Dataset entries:
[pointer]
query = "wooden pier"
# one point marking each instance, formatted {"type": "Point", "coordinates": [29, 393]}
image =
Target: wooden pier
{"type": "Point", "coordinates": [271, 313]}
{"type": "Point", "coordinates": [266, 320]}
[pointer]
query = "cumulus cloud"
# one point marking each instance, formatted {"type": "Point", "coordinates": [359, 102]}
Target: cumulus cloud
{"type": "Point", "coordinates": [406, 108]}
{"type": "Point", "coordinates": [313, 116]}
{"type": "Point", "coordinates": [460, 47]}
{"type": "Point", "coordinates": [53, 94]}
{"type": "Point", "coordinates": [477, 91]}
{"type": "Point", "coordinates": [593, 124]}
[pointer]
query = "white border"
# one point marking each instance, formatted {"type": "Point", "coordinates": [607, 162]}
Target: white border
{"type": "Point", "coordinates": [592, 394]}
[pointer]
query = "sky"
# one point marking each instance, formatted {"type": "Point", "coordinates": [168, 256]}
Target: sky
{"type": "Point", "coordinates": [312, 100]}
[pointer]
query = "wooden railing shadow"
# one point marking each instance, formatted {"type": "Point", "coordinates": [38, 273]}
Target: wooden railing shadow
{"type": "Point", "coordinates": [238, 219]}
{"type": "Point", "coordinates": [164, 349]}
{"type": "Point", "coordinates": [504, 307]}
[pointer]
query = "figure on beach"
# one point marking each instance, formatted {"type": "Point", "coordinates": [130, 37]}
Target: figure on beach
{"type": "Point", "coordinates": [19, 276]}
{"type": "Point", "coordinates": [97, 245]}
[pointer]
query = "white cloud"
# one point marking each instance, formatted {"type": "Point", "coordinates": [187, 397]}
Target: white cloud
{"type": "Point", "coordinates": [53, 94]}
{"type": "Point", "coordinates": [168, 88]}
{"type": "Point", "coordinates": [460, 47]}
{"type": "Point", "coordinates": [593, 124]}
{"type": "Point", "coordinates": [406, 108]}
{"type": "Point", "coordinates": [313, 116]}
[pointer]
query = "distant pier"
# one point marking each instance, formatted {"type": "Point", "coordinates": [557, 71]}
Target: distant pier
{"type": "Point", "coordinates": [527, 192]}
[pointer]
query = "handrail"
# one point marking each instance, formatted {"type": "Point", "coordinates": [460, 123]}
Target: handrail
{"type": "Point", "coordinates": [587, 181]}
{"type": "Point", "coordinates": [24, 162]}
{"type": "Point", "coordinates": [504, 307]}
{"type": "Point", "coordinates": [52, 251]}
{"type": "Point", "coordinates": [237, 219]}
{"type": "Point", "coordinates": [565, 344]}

- What you will do -
Every record above must be duplicated exactly.

- Result for this task -
[pointer]
query = "wooden pier"
# one point marking each instance, formatted {"type": "Point", "coordinates": [29, 393]}
image =
Target: wooden pier
{"type": "Point", "coordinates": [271, 313]}
{"type": "Point", "coordinates": [266, 320]}
[pointer]
query = "cumulus cloud"
# one point marking each instance, formatted {"type": "Point", "coordinates": [359, 102]}
Target: cumulus cloud
{"type": "Point", "coordinates": [406, 108]}
{"type": "Point", "coordinates": [313, 116]}
{"type": "Point", "coordinates": [460, 47]}
{"type": "Point", "coordinates": [53, 94]}
{"type": "Point", "coordinates": [477, 91]}
{"type": "Point", "coordinates": [593, 124]}
[pointer]
query = "white border"
# one point marking each instance, formatted {"type": "Point", "coordinates": [607, 162]}
Target: white border
{"type": "Point", "coordinates": [592, 394]}
[pointer]
query = "sky"
# one point marking each instance, formatted {"type": "Point", "coordinates": [168, 256]}
Target: sky
{"type": "Point", "coordinates": [312, 100]}
[pointer]
query = "wooden railing shadow"
# one point marking each instance, formatted {"type": "Point", "coordinates": [38, 273]}
Target: wooden railing shadow
{"type": "Point", "coordinates": [238, 219]}
{"type": "Point", "coordinates": [164, 349]}
{"type": "Point", "coordinates": [504, 307]}
[pointer]
query = "figure on beach"
# one point marking each instance, formatted {"type": "Point", "coordinates": [130, 37]}
Target: figure on beach
{"type": "Point", "coordinates": [19, 276]}
{"type": "Point", "coordinates": [97, 245]}
[pointer]
query = "white cloud"
# one point marking each instance, formatted {"type": "Point", "coordinates": [187, 397]}
Target: white cloud
{"type": "Point", "coordinates": [53, 94]}
{"type": "Point", "coordinates": [168, 88]}
{"type": "Point", "coordinates": [460, 47]}
{"type": "Point", "coordinates": [593, 124]}
{"type": "Point", "coordinates": [406, 108]}
{"type": "Point", "coordinates": [313, 116]}
[pointer]
query = "distant pier"
# one point marking each instance, formatted {"type": "Point", "coordinates": [557, 71]}
Target: distant pier
{"type": "Point", "coordinates": [527, 192]}
[pointer]
query = "handrail"
# one point marking each instance, formatted {"type": "Point", "coordinates": [460, 123]}
Target: handrail
{"type": "Point", "coordinates": [587, 181]}
{"type": "Point", "coordinates": [24, 162]}
{"type": "Point", "coordinates": [504, 307]}
{"type": "Point", "coordinates": [52, 251]}
{"type": "Point", "coordinates": [237, 219]}
{"type": "Point", "coordinates": [565, 344]}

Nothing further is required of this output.